* **Document excerpt**:
===============

This is the first in a three-part series that will review some of the observability technologies available to developers today and what specific insights they can provide. Read part 2 here.
Observability? Isn’t that a DevOps thing?
Historically, observability was never high on developer teams’ worry lists. Coding features is what developers do, and observability doesn’t sound much like code at all (I have written previously about the ‘new feature bias’ and why feedback is critical to dev teams). In fact, in many organizations, it has become common practice to consider observability the sole purview of the Ops and DevOps organizations.
To be fair, ‘Observability’ is an extremely muddled field. It encompasses strangely overlapping sub-genres such as monitoring, tracing, logging, profiling, and APMs. Confusingly, observability tools blend together data collected from different layers of the deployed application stack. Networking and IT-related metrics, service level data, storage, and yes, also application-level tracing and logs. If most of that still sounds like ‘infrastructure’ or ‘IT’, it’s just because historically, that’s just what it was.
As for myself, in the past, I was similarly happy to have other teams take this specific monkey off my back and focus on more attractive feature-building tasks. Understanding how code behaves in the wild has only occurred to me when things went horribly south. Profiling tools were the last resort, really. An unattractive last wrench in the toolbox, to wield only when helplessly faced with inexplicable crashes or unreproducible freezes.
Invest in the observability of code as you would in testing
Why do developers need to own their code observability? Because gone are the days that coding was about throwing features over the fence and hoping they fare well in the hands of users and customers. Logging lines of text, the most widely adopted tool to keep track of what the code runtime is doing, can be useful but does not meet the requirements or provide the insights we need for complex software systems.
This reminds me of the early days of testing. Developers had to be convinced that tests are worth their time and effort (not to mention writing them up-front). Better testing frameworks and CI tools, along with a more complete view of the Definition of Done helped get the industry comfortable with the added overhead and time investment involved in collateral activities such as unit and integration tests.
As something of a skeptic, the main benefit I saw in testing was in being able to validate the hidden assumptions in the code. The more complex the logic, the more grandiose the abstractions, the more it was likely that actual behavior differed from the intended one. Observability, when done right, complements tests to help achieve just that.
Measuring and tracking code execution, both in pre-prod and production environments, provides an objective, evidence-based way to prove-out code assumptions: Did my change really improve performance? Is the platform becoming more stable? Are these code blocks handling the types of data load we assumed they’d be able to? Is caching the best way to go in this specific area? Am I optimizing for the right things?
Having the ability to answer such questions based on readily available data without needing to invest time and effort to research it each time can accelerate and transform how we plan and execute code and design changes.
Batteries are included
The observability ecosystem is evolving. The emerging tools and technologies are much more accessible to developers and offer tangible, practical benefits. The commercial enterprise solutions and the heavyweight APMs of the old generation you may be familiar with will slowly lose ground to a new breed of open-source platforms, packages, and libraries.

===============

* **Record excerpts**:

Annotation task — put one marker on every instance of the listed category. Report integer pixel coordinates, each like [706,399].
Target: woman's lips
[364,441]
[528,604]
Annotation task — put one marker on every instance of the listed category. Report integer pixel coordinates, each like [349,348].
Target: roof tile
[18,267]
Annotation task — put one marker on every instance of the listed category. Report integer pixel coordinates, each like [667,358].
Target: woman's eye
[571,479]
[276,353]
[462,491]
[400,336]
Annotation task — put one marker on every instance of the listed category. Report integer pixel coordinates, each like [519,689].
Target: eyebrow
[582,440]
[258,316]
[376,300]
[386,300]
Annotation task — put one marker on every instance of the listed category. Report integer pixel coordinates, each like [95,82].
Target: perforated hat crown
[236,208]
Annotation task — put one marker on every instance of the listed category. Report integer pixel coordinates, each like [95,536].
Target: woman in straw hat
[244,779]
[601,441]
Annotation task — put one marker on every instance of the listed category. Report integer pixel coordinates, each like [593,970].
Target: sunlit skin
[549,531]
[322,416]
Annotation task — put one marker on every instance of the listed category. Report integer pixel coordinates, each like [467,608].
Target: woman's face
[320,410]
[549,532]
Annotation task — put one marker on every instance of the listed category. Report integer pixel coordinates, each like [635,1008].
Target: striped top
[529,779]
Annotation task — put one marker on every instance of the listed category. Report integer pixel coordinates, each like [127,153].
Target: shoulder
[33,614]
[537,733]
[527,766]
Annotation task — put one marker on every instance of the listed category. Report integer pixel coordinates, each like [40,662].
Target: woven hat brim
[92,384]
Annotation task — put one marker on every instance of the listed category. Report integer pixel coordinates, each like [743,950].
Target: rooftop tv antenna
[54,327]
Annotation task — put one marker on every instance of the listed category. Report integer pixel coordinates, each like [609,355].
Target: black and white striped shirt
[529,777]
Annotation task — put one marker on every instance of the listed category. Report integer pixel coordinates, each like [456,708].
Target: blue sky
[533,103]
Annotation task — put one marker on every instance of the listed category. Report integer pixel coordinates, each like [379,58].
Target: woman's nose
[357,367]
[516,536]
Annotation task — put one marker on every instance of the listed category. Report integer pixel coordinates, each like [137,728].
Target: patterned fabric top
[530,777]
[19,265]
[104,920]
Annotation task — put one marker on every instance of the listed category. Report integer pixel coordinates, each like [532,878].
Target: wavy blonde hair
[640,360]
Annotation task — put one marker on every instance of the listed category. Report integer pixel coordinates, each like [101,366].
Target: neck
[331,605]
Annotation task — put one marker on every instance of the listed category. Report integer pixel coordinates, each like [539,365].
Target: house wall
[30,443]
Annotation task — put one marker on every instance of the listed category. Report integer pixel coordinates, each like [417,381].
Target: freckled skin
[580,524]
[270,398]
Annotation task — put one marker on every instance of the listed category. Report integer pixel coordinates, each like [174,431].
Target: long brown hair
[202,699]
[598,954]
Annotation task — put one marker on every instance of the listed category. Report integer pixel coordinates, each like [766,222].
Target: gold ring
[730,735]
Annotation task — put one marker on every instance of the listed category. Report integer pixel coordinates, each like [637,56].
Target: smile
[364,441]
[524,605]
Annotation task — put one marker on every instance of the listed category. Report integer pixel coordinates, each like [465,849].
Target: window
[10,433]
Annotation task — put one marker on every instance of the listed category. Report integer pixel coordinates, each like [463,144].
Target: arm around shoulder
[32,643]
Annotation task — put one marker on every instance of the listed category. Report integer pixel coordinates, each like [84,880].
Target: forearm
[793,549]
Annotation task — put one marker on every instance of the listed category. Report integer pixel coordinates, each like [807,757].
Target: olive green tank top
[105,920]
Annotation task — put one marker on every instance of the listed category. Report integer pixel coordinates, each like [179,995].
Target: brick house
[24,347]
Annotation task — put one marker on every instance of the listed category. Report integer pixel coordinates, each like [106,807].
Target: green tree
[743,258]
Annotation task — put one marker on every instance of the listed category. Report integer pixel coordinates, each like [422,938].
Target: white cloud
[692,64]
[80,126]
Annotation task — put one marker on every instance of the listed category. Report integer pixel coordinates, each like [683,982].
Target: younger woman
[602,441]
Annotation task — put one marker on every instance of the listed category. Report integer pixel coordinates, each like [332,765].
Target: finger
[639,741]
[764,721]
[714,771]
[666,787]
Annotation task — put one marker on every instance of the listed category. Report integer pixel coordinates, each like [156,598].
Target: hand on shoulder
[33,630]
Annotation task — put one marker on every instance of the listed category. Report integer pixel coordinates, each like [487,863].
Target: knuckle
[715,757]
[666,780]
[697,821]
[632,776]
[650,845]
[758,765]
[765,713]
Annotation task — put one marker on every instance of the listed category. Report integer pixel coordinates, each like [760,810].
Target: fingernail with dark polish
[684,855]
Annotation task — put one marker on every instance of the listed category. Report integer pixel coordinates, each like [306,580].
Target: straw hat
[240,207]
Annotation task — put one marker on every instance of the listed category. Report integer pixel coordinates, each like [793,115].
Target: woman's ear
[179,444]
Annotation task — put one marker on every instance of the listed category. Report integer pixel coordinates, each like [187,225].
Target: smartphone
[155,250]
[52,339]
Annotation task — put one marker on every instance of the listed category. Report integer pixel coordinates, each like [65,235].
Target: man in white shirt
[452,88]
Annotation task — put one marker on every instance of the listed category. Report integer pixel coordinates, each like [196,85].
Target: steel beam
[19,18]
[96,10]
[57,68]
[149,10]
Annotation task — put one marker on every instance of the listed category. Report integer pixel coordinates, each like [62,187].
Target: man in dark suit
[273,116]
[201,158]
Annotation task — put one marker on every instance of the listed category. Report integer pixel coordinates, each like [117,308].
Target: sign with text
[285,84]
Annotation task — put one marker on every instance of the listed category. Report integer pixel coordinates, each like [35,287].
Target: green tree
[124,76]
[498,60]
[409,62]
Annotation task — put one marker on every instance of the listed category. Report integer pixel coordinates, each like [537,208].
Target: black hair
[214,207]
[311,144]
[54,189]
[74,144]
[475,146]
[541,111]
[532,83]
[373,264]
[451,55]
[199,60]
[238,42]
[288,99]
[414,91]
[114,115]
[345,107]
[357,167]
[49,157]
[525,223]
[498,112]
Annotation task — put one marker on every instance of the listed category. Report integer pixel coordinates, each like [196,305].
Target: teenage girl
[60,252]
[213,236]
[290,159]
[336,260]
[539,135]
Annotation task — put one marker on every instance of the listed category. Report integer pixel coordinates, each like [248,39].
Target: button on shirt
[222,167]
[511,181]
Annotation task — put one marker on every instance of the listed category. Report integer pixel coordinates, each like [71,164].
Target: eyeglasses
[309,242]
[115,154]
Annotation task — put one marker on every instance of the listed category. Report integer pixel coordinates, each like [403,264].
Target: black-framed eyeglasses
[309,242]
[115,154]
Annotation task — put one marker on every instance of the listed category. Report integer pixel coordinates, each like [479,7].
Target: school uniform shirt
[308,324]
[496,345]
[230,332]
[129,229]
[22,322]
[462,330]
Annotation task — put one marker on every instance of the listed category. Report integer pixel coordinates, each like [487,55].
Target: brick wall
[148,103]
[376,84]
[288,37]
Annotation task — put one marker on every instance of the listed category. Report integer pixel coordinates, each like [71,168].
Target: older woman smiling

===============

* **Problems and tasks**:
1) Quote the observability article word for word, starting at "Batteries are included" and ending at "packages, and libraries.".
2) Extend the article on developer observability, picking up right after its last sentence.

* **Results**:
1)
Batteries are included
The observability ecosystem is evolving. The emerging tools and technologies are much more accessible to developers and offer tangible, practical benefits. The commercial enterprise solutions and the heavyweight APMs of the old generation you may be familiar with will slowly lose ground to a new breed of open-source platforms, packages, and libraries.

2)
For me, the watershed technology in this context is OpenTelemetry, an open specification that will eventually cover tracing, logging, and metrics (only the tracing spec reached a stable version at this point). OpenTelemetry managed to establish a single open standard almost everyone agrees upon and consequently amassed a support matrix wide enough to reach past the critical adoption point.
By now, there are instrumentation libraries for the majority of programming languages, platforms, and frameworks. Some programming languages, such as .NET, even made OpenTelemetry integrated into their native diagnostics component. To take advantage of it, all you really need to do is turn it on.
You’ll also find that instrumentations are already available for commonly used frameworks such as Kafka, RabbitMQ, MongoDB, Spring Boot, Django, node.js, and more. In fact, going over the packages and libraries you’re currently using in your stack, you’ll most likely be surprised by just how many of them are already covered either via official or unofficial instrumentation.
Enough theory — let’s get practical
I was debating which type of example to include with these posts. However, I was absolutely sure what I did not want to write about — setup. There are numerous tutorials and blog posts that do a great job explaining how to set up observability tools and OpenTelemetry in particular. This is not a very interesting topic or one where I have much to contribute. I’ll be sure to include links to the existing guides and tutorials.
What I do want to focus on, however, is how to make observability useful. After setting up a basic stack, how do we get useful insights and measurements to use in the coding day-to-day? What can I glean from a trace visualization like this one?
In the next post in the series, we’ll do just that and review how to get useful code insights from code, either when developing (to understand execution and constraints) or in studying pre-prod and production data. We’ll take a look at an example application and see how with a few easy steps we can greatly augment our understanding of the code and ability to validate our changes.
As always, I’m extremely appreciative of any feedback and feel free to send any related questions my way so I can make sure to address them.
Until next time!
Continue to Part 2, where things get interesting!
Want to Connect? You can reach me on Twitter at @doppleware or here.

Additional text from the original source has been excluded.